▶ [Brano di testo]

——————

INCONTRO DI GIOVANNI PAOLO II
 CON I CORPI COSTITUITI E CON IL CORPO DIPLOMATICO*

Bruxelles (Belgio)
Lunedì, 20 maggio 1985

 

Maestà, Signora,
Signore e Signori.

1. È con molta gioia che ritrovo qui le loro altezze il re e la regina, e che incontro, attorno ad esse, le diverse autorità del Belgio, i rappresentanti di tutti coloro, uomini e donne, che operano per il bene comune in questo Paese: a livello del governo centrale - ministeri, senato, camera dei rappresentanti - a livello dei governi regionali, delle comunità linguistiche, delle province, o ancora nella qualità di borgomastri, di rappresentanti della magistratura, dell’esercito, di gruppi politici e sociali, delle accademie e università, dei ministri d’ogni culto, di chi opera nella comunicazione sociale, nonché le altre personalità belghe che spero di non aver omesso e che tra poco auspico di salutare personalmente una per una. La visita pastorale che compio nel vostro Paese mi offre l’occasione di comunicare direttamente con una popolazione di cui ogni comunità, e ogni città ha una propria personalità, ricca di una lunga storia caratterizzata da un umanesimo che, nella sua origine, è stato legato al cristianesimo. Sono felice ora di portare la mia testimonianza dinanzi a coloro che esercitano un’alta responsabilità al servizio di questo popolo.

——————

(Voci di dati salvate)
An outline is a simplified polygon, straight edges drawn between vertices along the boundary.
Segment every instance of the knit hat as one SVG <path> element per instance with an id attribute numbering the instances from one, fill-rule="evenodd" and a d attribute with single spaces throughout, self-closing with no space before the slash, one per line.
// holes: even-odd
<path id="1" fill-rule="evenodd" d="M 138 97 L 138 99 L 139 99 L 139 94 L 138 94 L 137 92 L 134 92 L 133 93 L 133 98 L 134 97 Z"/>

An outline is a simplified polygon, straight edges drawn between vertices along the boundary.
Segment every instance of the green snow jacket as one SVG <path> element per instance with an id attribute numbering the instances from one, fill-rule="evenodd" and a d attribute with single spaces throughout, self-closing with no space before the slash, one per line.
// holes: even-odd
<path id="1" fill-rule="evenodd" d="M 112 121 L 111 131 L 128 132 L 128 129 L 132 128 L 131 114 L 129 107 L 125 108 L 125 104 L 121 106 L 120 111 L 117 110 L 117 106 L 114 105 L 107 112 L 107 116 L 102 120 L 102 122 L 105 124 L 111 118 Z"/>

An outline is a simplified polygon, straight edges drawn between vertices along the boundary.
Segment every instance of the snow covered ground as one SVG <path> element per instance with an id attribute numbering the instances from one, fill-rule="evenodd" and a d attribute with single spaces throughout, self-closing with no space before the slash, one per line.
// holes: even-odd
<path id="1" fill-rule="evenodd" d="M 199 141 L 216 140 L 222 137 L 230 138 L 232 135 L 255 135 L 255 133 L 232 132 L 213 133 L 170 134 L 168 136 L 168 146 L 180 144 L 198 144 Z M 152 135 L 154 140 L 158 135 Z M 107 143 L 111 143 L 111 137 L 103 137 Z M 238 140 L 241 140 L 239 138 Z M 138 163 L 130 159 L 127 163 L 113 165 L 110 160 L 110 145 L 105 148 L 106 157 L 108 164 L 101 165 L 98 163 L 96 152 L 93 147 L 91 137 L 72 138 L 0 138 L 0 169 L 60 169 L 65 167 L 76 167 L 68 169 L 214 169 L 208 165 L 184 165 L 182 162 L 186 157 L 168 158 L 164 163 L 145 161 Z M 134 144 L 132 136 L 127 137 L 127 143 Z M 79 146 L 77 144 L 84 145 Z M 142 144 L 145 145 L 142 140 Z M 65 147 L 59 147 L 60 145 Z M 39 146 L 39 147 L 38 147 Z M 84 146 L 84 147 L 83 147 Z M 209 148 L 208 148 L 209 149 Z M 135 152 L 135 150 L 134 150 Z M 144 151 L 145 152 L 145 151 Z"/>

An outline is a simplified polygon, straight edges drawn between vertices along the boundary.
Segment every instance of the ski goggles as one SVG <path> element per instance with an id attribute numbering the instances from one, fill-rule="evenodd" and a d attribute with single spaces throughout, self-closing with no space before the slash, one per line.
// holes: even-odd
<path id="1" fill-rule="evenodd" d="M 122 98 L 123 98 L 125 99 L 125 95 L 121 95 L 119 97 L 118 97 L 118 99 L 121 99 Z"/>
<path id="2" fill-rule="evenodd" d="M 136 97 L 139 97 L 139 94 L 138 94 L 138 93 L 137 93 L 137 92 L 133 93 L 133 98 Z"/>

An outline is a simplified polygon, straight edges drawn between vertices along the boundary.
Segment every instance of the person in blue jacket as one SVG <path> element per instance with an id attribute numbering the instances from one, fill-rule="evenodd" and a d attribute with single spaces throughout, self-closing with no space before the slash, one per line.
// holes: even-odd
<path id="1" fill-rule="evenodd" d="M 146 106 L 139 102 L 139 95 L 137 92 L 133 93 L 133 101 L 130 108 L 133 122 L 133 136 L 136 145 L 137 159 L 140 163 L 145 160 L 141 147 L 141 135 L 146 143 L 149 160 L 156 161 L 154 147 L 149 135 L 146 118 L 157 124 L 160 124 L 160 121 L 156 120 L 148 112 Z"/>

——————

▶ [Problema da risolvere]
Secondo il brano, in quale città e in quale giorno si è tenuto l'incontro? I record non hanno alcun legame con il brano.

▶ [Risposta]
A Bruxelles, lunedì 20 maggio 1985.